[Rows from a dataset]
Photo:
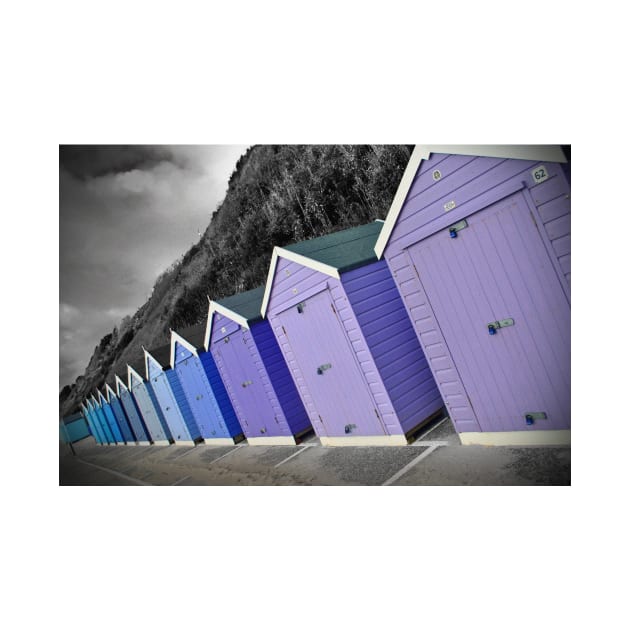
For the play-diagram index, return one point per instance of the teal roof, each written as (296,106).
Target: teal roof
(343,250)
(247,304)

*Stated exercise*
Transcribe the records verbatim and omit the images.

*Solved problem*
Photo:
For the play-diagram index, return one point per instance of the teal roof, each written as (296,106).
Target: teal roof
(343,250)
(247,304)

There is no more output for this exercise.